Data lines:
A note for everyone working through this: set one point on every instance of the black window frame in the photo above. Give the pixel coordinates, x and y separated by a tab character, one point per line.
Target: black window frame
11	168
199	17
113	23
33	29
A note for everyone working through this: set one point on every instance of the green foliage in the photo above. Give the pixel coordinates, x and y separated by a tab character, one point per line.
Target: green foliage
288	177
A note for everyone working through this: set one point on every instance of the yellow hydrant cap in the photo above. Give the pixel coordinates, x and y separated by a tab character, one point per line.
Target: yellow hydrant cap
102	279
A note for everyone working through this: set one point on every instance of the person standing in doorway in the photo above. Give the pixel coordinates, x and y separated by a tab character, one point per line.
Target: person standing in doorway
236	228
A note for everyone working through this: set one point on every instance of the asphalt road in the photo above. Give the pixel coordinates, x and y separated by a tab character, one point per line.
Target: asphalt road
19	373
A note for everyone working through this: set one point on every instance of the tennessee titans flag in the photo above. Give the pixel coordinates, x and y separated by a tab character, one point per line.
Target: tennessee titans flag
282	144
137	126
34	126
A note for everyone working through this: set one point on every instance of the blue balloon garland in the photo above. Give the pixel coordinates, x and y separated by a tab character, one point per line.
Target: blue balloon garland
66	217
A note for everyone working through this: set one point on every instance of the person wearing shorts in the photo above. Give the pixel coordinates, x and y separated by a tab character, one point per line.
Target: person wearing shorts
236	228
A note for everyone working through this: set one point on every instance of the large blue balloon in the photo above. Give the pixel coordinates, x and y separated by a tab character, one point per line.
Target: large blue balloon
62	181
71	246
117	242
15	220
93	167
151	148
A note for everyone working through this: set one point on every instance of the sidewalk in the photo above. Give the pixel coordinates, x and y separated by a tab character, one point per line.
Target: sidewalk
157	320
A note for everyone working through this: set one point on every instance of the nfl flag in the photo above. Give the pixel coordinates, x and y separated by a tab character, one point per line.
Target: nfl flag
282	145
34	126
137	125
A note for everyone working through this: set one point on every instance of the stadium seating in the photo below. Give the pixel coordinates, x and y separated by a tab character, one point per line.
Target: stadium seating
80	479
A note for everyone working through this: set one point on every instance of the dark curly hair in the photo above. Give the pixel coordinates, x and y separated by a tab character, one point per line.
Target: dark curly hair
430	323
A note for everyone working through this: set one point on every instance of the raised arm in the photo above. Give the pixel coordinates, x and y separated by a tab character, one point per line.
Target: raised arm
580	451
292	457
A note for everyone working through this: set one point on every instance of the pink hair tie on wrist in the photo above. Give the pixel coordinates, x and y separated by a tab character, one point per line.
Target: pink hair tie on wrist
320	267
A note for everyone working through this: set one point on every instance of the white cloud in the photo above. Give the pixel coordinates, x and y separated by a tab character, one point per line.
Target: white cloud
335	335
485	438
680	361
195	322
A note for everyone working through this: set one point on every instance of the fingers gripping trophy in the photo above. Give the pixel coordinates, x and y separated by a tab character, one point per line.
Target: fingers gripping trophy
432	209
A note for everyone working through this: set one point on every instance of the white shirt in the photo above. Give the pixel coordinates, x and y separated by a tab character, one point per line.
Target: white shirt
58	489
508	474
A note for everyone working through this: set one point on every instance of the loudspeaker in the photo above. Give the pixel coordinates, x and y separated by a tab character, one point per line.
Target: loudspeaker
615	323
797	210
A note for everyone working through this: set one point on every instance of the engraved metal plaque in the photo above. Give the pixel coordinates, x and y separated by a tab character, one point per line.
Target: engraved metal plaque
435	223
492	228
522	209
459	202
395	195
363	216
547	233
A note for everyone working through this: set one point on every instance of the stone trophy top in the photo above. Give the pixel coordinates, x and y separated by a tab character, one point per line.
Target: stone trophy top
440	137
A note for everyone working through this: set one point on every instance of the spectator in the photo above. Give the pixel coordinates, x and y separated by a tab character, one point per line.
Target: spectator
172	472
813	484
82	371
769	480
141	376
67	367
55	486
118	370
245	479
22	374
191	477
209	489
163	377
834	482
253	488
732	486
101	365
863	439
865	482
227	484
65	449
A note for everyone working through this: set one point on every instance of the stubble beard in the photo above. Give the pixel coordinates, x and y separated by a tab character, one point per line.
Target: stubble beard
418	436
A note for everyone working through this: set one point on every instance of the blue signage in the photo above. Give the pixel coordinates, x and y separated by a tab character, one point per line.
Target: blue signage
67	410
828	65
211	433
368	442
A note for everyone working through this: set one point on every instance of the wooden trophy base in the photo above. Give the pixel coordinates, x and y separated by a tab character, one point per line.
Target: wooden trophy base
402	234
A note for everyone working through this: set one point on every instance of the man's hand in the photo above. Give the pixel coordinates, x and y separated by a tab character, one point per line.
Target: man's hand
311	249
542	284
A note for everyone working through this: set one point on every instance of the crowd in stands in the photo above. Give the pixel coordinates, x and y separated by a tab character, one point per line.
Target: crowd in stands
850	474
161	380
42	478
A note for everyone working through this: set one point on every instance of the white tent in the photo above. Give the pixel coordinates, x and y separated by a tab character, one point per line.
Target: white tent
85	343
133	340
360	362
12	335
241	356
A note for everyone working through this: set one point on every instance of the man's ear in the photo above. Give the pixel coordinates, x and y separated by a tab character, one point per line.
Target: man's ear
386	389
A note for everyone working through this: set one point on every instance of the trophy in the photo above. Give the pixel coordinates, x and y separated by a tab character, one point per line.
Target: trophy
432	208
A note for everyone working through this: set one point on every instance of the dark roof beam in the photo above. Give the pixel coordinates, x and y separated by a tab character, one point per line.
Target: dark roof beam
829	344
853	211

Task directions:
Print the whole listing exactly as it is.

Correct response:
A note for everyone working through this: set one point on every instance of the black window frame in the photo above. Give the pixel coordinates, x and y separated by a tab character, one point per line.
Target: black window frame
11	168
199	17
113	23
33	29
A note for everyone working through this: set one point on every instance of the green foliage in the photo above. Give the pixel coordinates, x and y separated by a tab character, one point per line.
Target: green foliage
288	177
A note for everyone working through this: set one point on every instance of the yellow hydrant cap in the photo above. Give the pixel coordinates, x and y separated by a tab character, one point per line.
Target: yellow hydrant cap
102	279
A note for everyone working through this: set one point on every instance of the person standing in doorway in the photo above. Give the pixel coordinates, x and y separated by a tab character, one point per line.
Target: person standing in doorway
236	228
A note for everyone working through this: set one point on every instance of the asphalt road in the photo above. Give the pixel coordinates, x and y separated by a tab character, one point per line.
Target: asphalt road
19	373
A note for everyone working through this: set one point on every instance of the tennessee titans flag in the photo above. Give the pixel coordinates, x and y separated by a tab character, one point per line.
Target: tennessee titans flag
282	144
137	126
34	126
A note for everyone working through this: set one point on every instance of the blue balloon garland in the photo above. Give the pixel coordinates, x and y separated by a tab character, one point per line.
Target: blue balloon garland
66	217
A note for everyone working through this: set one point on every instance of the person wearing shorts in the photo above. Give the pixel coordinates, x and y separated by a tab character, one point per line.
Target: person wearing shorts
236	228
A note for everyone working through this: set one point on every instance of the large blue balloon in the photo above. Give the pixel coordinates, x and y separated by a tab character, one point per line.
Target: large blue balloon
62	181
71	246
117	242
15	220
93	167
151	148
A note for everyone working through this: set one point on every instance of the sidewalk in the photo above. Give the pixel coordinates, x and y separated by a tab character, one point per line.
Target: sidewalk
157	320
A note for everyone working through this: set one point on every instance of the nfl flag in the photo above. Give the pixel coordinates, x and y separated by a tab character, one point per line.
Target: nfl flag
282	145
34	126
137	125
A note for everyone working through this: set one point on every instance of the stadium seating in the photo below. Give the pixel coordinates, x and y separated by a tab character, one point per line.
Target: stadium seating
80	479
A note for everyone working through this: set one point on every instance of the dark curly hair in the photo above. Give the pixel coordinates, x and y separated by a tab character, one point per line.
Target: dark curly hair
430	323
A note for everyone working through this: set one point on every instance of the raised arm in the photo above. Give the pixel coordinates, x and y separated by a tab character, one point per line.
Target: raised arm
580	451
292	457
A note for everyone working through this: set one point on every instance of the pink hair tie on wrist in the photo above. Give the pixel coordinates, x and y separated by a tab character, one point per line.
Target: pink hair tie on wrist
320	267
A note for everyone working through this: set one point on every instance of the white cloud in the photo above. Give the pixel coordinates, x and y separated by a tab character, one point per line.
Target: white cloud
335	335
485	438
680	361
195	322
A note for everyone working through this: set one point on every instance of the fingers gripping trophy in the photo above. Give the pixel coordinates, x and y separated by a tab character, one point per line.
Target: fingers gripping trophy
432	209
A note for everyone working through this: set one point on every instance of the white shirt in the photo above. Give the pixel coordinates, x and y separated by a tab character, one point per line.
Target: white shirt
58	489
508	474
A note for everyone working through this: set one point on every instance of the loudspeaker in the photo above. Give the pixel coordinates, x and y separated by a tab character, one point per line.
Target: loudspeaker
615	323
797	210
A note for everyone working through this: set one point on every instance of the engraved metal plaque in the photo above. Give the pixel coordinates, x and y separated by a tab character, one point per line.
Target: engraved metal plaque
435	223
492	228
522	209
459	202
395	195
363	216
547	233
A note for everyone working through this: set one point on every instance of the stone trophy top in the photo above. Give the pixel coordinates, x and y separated by a tab character, one point per line.
Target: stone trophy top
440	137
A note for everyone working through this: set one point on every instance of the spectator in the photo above. Give the pixel coordinates, x and y separated by a tab character, one point per line.
Target: spectator
172	472
813	484
82	371
769	480
141	376
67	367
55	486
118	370
245	479
22	374
191	477
209	489
163	377
834	482
253	488
732	486
101	365
863	439
865	482
227	484
65	449
A note for everyone working through this: set one point on every instance of the stubble beard in the photo above. Give the pixel coordinates, x and y separated by a tab character, one point per line.
Target: stubble beard
418	436
A note for everyone working through this: set one point on every instance of the blue signage in the photo above. Give the pixel coordinates, x and y separated by a tab character, one point per line.
Target: blue signage
67	410
828	65
211	433
368	442
A note for everyone working through this: set one point on every instance of the wooden trophy base in the photo above. Give the pixel coordinates, x and y separated by a tab character, one point per line.
Target: wooden trophy base
402	234
A note for everyone working through this: set one point on every instance of the man's hand in the photo above. Give the pixel coordinates, x and y separated by a tab character, one point per line.
Target: man's hand
311	249
542	284
A note for everyone working through this: set one point on every instance of the crowd in stands in the photo above. Give the pixel coordinates, x and y separated by a tab character, one point per line.
Target: crowd in stands
850	474
161	380
42	478
A note for everyone working through this: set one point on every instance of the white tent in the photo above. Give the pixel coordinates, x and y separated by a tab character, one point per line.
Target: white tent
85	343
133	340
360	362
12	335
241	356
A note for everyone working through this: set one point on every instance of the man's ear in the photo above. Give the pixel coordinates, x and y separated by a tab character, one point per line.
Target: man's ear
386	389
A note for everyone working through this: set one point on every instance of the trophy in the photo above. Give the pixel coordinates, x and y separated by a tab character, one point per line.
Target: trophy
432	208
A note for everyone working through this: set one point on every instance of the dark roof beam in the photo above. Give the pixel coordinates, x and y separated by a tab character, one point per line.
Target: dark roof beam
829	344
853	211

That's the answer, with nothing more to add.